→ **作成内容**
クレジットカード審査についての抜粋を、最後の文に続けて書き進めてください。

→ **抜粋**
++++++++
ただし、イオンカードのように学生の方、専業主婦の方など、本人収入がなくても世帯収入があれば申し込みできるクレジットカードもあります。
就職したばかりの20代の会社員であれば年収130万円~200万円、社会人歴が長い30代の会社員であれば年収180万円~250万円くらいが審査通過の年収目安です。ただし、審査が厳しいクレジットカードなど、カード会社が収入を重視の審査をしている場合は上記以上の収入が必要になります。
また、収入が少ないという理由だけで審査に落ちるわけではありません。カード申込者の勤続年数、家族構成、住んでいる地域など、様々な情報を元にスコアリング点数を付けて審査を行います。
キャッシング枠の申し込み
クレジットカードにはお金を借りるキャッシング機能があり、カード申し込み時にお金を借りられる金額「キャッシング枠」を申請します。キャッシング枠を希望した場合、カード会社にはお金を貸すリスクが増えるため審査に通りにくくなります。
また、キャッシングを希望すると収入証明書の提出が必要になり、カード会社はカード申込者の正確な収入を把握できます。収入が多い方なら収入証明書の提出により審査で有利になる場合もありますが、収入が少ない方にとっては審査で不利になります。
そのため、キャッシングをする予定がない方はキャッシング枠を「0円」で申請することをおすすめします。キャッシング枠0円にすることで審査通過率が上がる可能性があり、収入証明書を提出する手間もかかりません。
職業(雇用形態)
職業、雇用形態はカード申込者の返済能力を判断できる要素です。収入が安定している職業の方はクレジットカードの審査に通りやすくなります。
職業ごとのクレジットカード審査の通りやすさ
職業 | 審査 |
---|---|
会社員 | 通りやすい |
公務員 | 通りやすい |
大学生 | 通りやすい |
派遣社員、契約社員 | 少し通りにくい |
自営業 | 少し通りにくい |
フリーター(アルバイト) | 少し通りにくい |
主婦、専業主婦 | 少し通りにくい |
無職 | 通らない |
特に会社員や公務員で勤続年数が長ければ、スコアリング点数が非常に高くなり審査が有利になります。また、カード会社は若い方にクレジットカードを発行して固定客を増やしたいと考えているので、大学生もクレジットカードの審査に通りやすいです。
++++++++
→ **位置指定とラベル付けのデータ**
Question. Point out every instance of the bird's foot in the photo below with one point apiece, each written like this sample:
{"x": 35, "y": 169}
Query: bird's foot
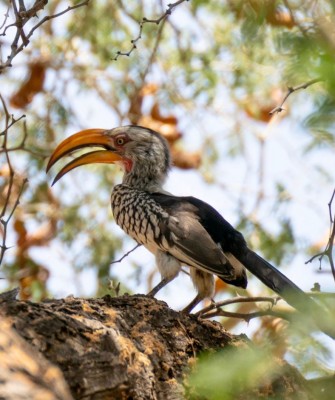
{"x": 158, "y": 287}
{"x": 194, "y": 302}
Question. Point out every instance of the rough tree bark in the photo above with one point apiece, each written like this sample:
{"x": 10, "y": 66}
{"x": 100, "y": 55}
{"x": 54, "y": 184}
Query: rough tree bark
{"x": 128, "y": 347}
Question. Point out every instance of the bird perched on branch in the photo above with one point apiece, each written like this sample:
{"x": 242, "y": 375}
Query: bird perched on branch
{"x": 177, "y": 230}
++++++++
→ **解答**
対して、派遣社員や契約社員、自営業者、フリーターや主婦など、収入が安定しない職業や収入が少ない職業はスコアリング点数が低くなります。無職の方は返済能力がないため、クレジットカードの審査に通りません。
年齢
基本的にクレジットカードの申し込み資格には「18歳以上(高校生不可)」という条件があります。年齢制限があるということは年齢が高い方が審査に有利だと思いがちですが、実際は年齢が若い方が審査に通りやすいです。
特に18歳~25歳くらいで初めてクレジットカードを作る年齢の方は、スコアリング点数が高くなり審査が通りやすいです。初めてのクレジットカードが発行されれば、今後とも同じクレジットカードを使ってカード会社の利益になりやすいからです。
歳をとればとるほど、基本的にクレジットカードの審査は不利になります。30代~50代で初めてクレジットカードを作る方は、これまでクレジットカードの使った履歴がない「信用履歴がない(ホワイト)」真っ白な状態です。日本人の多くはクレジットカードを持っているので、こういった方に対してカード会社は「10年以上前にクレジットカードでトラブルがあったのでは?」「過去に自己破産したのでは?」と疑い、審査に落ちやすいです。
資産
安定した収入があることがクレジットカードの審査で重要ですが、お金の面でその次に重要なのが資産です。
クレジットカードの審査で見られる資産とは「住宅」のことです。住宅が持ち家であれば家を買うだけのお金を持っている家庭と判断され、審査に通りやすいです。賃貸マンション、賃貸アパートに住んでいると持ち家よりも審査で少し不利になります。ただし、基本的にどのような家に住んでいるかカード会社が確認するわけではないため、審査結果への影響は少ないです。
銀行の預金残高が少なくてもクレジットカードの審査に影響はありません。カード会社はカード申込者の預金残高を確認する手段がないため、銀行口座にあまりお金が入っていなくても問題なく審査に通ります。
居住年数
居住年数が長いとクレジットカードの審査で有利になります。居住年数が長いと、長期間安定して同じ場所に住めるだけの経済力があると見なされます。
一人暮らしを始めたばかりの人や引っ越したばかりの人でも、審査でマイナス評価をされることはありません。居住年数が長いとスコアリング点数が少し高くなるくらいなので、あまり気にする必要はないです。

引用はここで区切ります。